Copy out every line of the records below exactly as they stand, leaving out the pictures.

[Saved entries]
--------
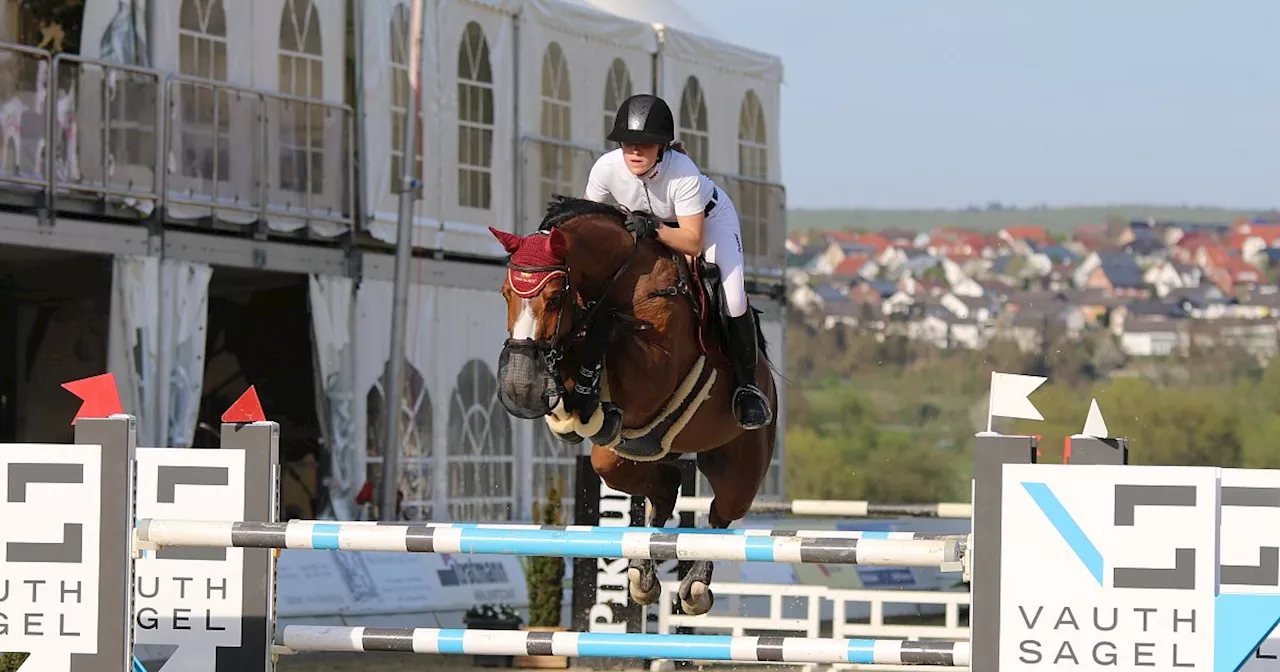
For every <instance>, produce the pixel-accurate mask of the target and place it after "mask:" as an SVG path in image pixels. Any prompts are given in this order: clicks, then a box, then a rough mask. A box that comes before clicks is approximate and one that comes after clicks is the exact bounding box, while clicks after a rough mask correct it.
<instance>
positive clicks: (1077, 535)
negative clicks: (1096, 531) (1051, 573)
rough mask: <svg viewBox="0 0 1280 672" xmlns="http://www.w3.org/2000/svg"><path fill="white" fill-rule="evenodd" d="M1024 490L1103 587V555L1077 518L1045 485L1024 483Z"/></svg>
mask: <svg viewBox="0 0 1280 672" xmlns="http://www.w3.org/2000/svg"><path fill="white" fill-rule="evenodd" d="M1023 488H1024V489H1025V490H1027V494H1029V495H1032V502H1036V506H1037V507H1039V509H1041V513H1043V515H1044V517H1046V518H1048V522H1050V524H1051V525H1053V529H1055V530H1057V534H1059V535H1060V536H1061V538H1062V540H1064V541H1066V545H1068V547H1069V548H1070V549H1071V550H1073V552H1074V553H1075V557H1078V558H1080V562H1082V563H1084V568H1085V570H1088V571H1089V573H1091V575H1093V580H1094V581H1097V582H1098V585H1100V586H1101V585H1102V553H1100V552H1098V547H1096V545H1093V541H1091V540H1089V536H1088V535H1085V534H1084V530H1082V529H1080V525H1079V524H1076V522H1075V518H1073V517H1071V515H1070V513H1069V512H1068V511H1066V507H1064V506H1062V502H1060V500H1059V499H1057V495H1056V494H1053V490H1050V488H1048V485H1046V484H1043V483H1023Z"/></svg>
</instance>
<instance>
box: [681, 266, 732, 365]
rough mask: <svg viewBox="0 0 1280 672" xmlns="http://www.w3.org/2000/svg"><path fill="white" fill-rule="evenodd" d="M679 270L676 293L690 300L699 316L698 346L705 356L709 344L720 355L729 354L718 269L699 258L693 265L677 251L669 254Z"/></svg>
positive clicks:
--------
RESULT OF THIS TASK:
For every <instance>, produce the pixel-accurate mask of the target and place it after "mask:" as an SVG path in image pixels. Any prompts are given in this order: clicks, then a box, then a rough mask. A box that comes before clicks is approximate and one that comes after clicks is the exact bounding box, while clicks after a rough mask correct it.
<instance>
positive clicks: (1077, 535)
negative clicks: (1096, 531) (1051, 573)
rough mask: <svg viewBox="0 0 1280 672" xmlns="http://www.w3.org/2000/svg"><path fill="white" fill-rule="evenodd" d="M1024 490L1103 587V555L1077 518L1045 485L1024 483Z"/></svg>
mask: <svg viewBox="0 0 1280 672" xmlns="http://www.w3.org/2000/svg"><path fill="white" fill-rule="evenodd" d="M1023 488H1024V489H1025V490H1027V494H1029V495H1032V502H1036V506H1037V507H1039V509H1041V513H1043V515H1044V517H1046V518H1048V522H1050V524H1051V525H1053V529H1055V530H1057V534H1059V535H1060V536H1061V538H1062V540H1064V541H1066V545H1068V547H1069V548H1070V549H1071V550H1073V552H1074V553H1075V557H1078V558H1080V562H1082V563H1084V568H1085V570H1088V571H1089V573H1091V575H1093V580H1094V581H1097V582H1098V585H1100V586H1101V585H1102V553H1100V552H1098V547H1096V545H1093V541H1091V540H1089V536H1088V535H1085V534H1084V530H1082V529H1080V525H1079V524H1076V522H1075V518H1073V517H1071V515H1070V513H1069V512H1068V511H1066V507H1064V506H1062V502H1060V500H1059V499H1057V495H1056V494H1053V490H1050V488H1048V485H1046V484H1043V483H1023Z"/></svg>
</instance>
<instance>
box: [681, 266, 732, 365]
rough mask: <svg viewBox="0 0 1280 672" xmlns="http://www.w3.org/2000/svg"><path fill="white" fill-rule="evenodd" d="M679 270L676 293L690 300L699 316L698 346L705 356L709 344L720 355L729 354L718 269L699 258L693 265L677 251L669 254Z"/></svg>
positive clicks:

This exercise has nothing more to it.